Dataset rows showing where objects appear
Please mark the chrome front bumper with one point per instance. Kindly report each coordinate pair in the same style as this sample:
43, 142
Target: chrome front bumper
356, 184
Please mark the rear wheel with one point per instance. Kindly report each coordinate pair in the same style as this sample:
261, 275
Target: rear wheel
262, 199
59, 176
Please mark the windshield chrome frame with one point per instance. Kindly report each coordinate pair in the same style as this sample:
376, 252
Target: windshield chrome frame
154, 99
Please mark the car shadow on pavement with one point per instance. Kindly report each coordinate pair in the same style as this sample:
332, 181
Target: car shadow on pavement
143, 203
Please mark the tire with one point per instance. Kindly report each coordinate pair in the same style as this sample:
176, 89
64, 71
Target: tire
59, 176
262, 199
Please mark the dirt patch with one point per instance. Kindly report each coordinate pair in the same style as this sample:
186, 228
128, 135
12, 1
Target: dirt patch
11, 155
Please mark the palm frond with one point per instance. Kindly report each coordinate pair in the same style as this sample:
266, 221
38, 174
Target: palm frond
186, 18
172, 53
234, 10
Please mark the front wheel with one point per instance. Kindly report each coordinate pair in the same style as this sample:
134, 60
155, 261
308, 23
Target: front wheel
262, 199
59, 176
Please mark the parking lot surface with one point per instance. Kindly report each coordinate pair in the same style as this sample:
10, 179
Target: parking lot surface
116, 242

--

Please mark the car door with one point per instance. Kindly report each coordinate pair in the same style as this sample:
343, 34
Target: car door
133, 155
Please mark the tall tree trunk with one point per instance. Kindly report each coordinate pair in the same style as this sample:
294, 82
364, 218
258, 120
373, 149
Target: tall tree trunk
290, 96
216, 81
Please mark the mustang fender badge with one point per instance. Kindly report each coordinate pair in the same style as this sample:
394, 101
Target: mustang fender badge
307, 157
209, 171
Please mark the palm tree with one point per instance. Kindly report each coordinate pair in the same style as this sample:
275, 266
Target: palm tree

Exercise brief
Retype the lines exactly, starting at the line that contains "Please mark the tall" and ending at the line that contains "Target: palm tree", with both of those lines included.

Result of this exercise
Please mark the tall tree trunk with one point per instance. Kindly report each coordinate pair in the same style as this sample:
294, 82
364, 218
258, 120
373, 149
Target: tall tree trunk
290, 96
216, 81
Please mark the mustang fender badge with one point per instance. Kindly report each coordinate pair in the same style as this sample:
394, 101
Target: mustang fender badge
307, 157
209, 171
Please mark the palm tree with one point per instance. Kindly report each coordinate pair in the same style as this sample:
275, 266
Target: palm tree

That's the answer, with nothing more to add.